- PASSAGE TO READ -

In Strömgren's explanations, the shell absorbs only the resonant lines of hydrogen, so that the available energy is low. Assuming that the star is a supernova, the radiance of the light it emits corresponds (by Planck's law) to a temperature of several hundreds of kelvins, so that several frequencies may combine to produce the resonance frequencies of hydrogen atoms. Thus, almost all light emitted by the star is absorbed, and almost all energy radiated by the star amplifies the tangent, super-radiant rays.

The Necklace Nebula is a Strömgren sphere. It shows a dotted circle which gives its name.

In supernova remnant 1987A, the Strömgren shell is strangulated into an hourglass whose limbs are like three pearl necklaces.

Both Strömgren's original model and the one modified by McCullough do not take into account the effects of dust, clumpiness, detailed radiative transfer, or dynamical effects.

== The history ==
In 1938 the American astronomers Otto Struve and Chris T. Elvey published their observations of emission nebulae in the constellations Cygnus and Cepheus, most of which are not concentrated toward individual bright stars (in contrast to planetary nebulae). They suggested the UV radiation of the O- and B-stars to be the required energy source.

In 1939 Bengt Strömgren took up the problem of the ionization and excitation of the interstellar hydrogen. This is the paper identified with the concept of the Strömgren sphere. It draws, however, on his earlier similar efforts published in 1937.

In 2000 Peter R. McCullough published a modified model allowing for an evacuated, spherical cavity either centered on the star or with the star displaced with respect to the evacuated cavity. Such cavities might be created by stellar winds and supernovae. The resulting images more closely resemble many actual H II-regions than the original model.

- TASK DIRECTIONS -
Carry on the passage about Strömgren spheres, starting after its final sentence.

- EXTRACTED ENTRIES -
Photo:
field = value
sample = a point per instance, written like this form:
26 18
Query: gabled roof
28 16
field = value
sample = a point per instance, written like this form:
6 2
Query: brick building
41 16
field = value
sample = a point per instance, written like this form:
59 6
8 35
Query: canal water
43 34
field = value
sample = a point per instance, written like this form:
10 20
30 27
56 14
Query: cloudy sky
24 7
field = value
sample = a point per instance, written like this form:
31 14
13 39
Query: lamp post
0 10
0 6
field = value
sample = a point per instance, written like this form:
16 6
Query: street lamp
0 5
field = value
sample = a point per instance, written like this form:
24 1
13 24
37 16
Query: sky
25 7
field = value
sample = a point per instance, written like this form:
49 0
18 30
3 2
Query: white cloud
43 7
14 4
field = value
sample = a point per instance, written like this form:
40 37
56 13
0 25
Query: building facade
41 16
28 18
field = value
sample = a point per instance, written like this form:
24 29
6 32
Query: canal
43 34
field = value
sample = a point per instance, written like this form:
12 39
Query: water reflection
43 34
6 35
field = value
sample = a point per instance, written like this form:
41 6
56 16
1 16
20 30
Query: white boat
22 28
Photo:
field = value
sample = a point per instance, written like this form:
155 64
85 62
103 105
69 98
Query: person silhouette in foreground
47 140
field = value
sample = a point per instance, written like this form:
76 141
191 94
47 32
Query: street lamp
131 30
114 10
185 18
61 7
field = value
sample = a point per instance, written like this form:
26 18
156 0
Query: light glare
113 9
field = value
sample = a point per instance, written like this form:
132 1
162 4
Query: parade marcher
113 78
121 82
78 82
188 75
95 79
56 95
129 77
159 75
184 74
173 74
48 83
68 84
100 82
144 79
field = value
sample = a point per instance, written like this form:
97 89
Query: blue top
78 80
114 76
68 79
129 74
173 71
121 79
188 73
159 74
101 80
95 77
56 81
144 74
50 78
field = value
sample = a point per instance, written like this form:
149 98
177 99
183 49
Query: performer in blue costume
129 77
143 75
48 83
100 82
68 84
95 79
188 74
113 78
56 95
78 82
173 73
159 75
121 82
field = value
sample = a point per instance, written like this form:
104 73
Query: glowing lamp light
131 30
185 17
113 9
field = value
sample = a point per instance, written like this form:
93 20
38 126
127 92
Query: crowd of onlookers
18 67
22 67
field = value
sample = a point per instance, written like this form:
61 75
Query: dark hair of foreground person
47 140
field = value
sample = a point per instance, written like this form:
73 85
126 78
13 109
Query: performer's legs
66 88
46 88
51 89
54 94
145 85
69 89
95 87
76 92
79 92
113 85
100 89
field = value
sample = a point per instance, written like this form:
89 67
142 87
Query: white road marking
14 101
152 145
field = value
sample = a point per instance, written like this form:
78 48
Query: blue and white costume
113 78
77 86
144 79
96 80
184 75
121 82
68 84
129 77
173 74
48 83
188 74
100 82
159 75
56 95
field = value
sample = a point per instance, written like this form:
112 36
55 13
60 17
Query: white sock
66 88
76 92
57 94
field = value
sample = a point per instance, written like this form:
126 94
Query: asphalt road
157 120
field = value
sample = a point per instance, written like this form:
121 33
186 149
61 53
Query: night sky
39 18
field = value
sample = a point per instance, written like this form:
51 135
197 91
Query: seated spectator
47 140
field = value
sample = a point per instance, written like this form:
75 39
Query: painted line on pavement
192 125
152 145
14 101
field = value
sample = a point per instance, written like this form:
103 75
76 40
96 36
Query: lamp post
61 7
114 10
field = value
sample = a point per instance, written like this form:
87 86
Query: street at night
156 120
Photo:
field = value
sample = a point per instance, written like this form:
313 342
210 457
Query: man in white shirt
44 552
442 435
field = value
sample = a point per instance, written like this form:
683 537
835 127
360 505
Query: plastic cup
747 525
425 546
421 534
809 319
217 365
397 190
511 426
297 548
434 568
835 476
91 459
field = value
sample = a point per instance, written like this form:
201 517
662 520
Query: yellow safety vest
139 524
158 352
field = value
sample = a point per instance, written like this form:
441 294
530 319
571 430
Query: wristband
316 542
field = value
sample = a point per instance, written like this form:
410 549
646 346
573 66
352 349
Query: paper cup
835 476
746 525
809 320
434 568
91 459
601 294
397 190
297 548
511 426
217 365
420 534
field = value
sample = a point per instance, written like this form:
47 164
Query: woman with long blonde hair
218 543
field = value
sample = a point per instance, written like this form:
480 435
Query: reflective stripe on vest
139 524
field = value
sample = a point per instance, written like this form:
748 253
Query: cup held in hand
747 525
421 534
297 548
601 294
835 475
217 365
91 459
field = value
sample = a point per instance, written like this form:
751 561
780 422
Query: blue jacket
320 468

- WRITTEN ANSWER -
== Mathematical basis ==
Let's suppose the region is exactly spherical, fully ionized (x=1), and composed only of hydrogen, so that the numerical density of protons equals the density of electrons ($n_e = n_p$). Then the Strömgren radius will be the region where the recombination rate equals the ionization rate. We will consider the recombination rate $N_R$ of all energy levels, which is

$$N_R = \sum_{n=2}^{\infty} N_n,$$

$N_n$ is the recombination rate of the n-th energy level. The reason we have excluded n=1 is that if an electron recombines directly to the ground level, the hydrogen atom will release another photon capable of ionizing up from the ground level. This is important, as the electric dipole mechanism always makes the ionization up from the ground level, so we exclude n=1 to add these ionizing field effects. Now, the recombination rate of a particular energy level $N_n$ is (with $n_e = n_p$):

$$N_n = n_e n_p \beta_n(T_e) = n_e^2 \beta_n(T_e),$$

where $\beta_{n}(T_e)$ is the recombination coefficient of the nth energy level in a unitary volume at a temperature $T_e$, which is the temperature of the electrons in kelvins and is usually the same as the sphere. So after doing the sum, we arrive at

$$N_R = n_e^2 \beta_2(T_e),$$

where $\beta_2(T_e)$ is the total recombination rate and has an approximate value of

$$\beta_2(T_e) \approx 2 \times 10^{-16} T_e^{-3/4} \ \mathrm{[m^3 s^{-1}]}.$$

Using $n$ as the number of nucleons (in this case, protons), we can introduce the degree of ionization $0 \leq x \leq 1$ so $n_e = xn$, and the numerical density of neutral hydrogen is $n_h = (1-x)n$. With a cross section $\alpha_0$ (which has units of area) and the number of ionizing photons per area per second $J$, the ionization rate $N_I$ is

$$N_I = \alpha_0 n_h J.$$

For simplicity we will consider only the geometric effects on $J$ as we get further from the ionizing source (a source of flux $S_*$), so we have an inverse square law:

$$\alpha_0 n_h J(r) = \frac{3 S_*}{4 \pi r^3}.$$

We are now in position to calculate the Stromgren radius $R_S$ from the balance between the recombination and ionization

$$\frac{4 \pi}{3} (nx)^2 \beta_2 R_S^3 = S_*$$

and finally, remembering that the region is considered as fully ionized (x = 1):

$$R_S = \left( \frac{3}{4 \pi} \frac{S_*}{n^2 \beta_2} \right)^{\frac{1}{3}}.$$

This is the radius of a region ionized by a type O-B star.